_What to work on_
Set down all the data again. Change nothing.

_Dataset extract_
========================================================================
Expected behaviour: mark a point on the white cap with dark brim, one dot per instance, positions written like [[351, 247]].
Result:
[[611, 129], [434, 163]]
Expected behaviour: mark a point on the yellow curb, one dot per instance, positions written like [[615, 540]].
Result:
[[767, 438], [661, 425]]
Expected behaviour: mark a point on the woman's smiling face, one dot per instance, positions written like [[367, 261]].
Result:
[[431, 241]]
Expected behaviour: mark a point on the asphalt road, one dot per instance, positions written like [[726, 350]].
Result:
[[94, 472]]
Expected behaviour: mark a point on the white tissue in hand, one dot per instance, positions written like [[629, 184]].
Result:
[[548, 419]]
========================================================================
_Final answer_
Expected behaviour: mark a point on the white cap with dark brim, one dot per instance, positions written like [[351, 247]].
Result:
[[611, 129], [434, 163]]
Expected behaviour: mark a point on the yellow curb, one dot per instance, positions written like [[615, 540]].
Result:
[[767, 438], [661, 425]]
Expected behaviour: mark a point on the woman's smiling face, one dot per instance, positions written like [[367, 261]].
Result:
[[431, 241]]
Expected behaviour: mark a point on the asphalt road, one dot per instance, positions written like [[726, 350]].
Result:
[[94, 472]]
Expected behaviour: mark a point on the white tissue in hand, one dot per instance, positions written like [[629, 184]].
Result:
[[548, 419]]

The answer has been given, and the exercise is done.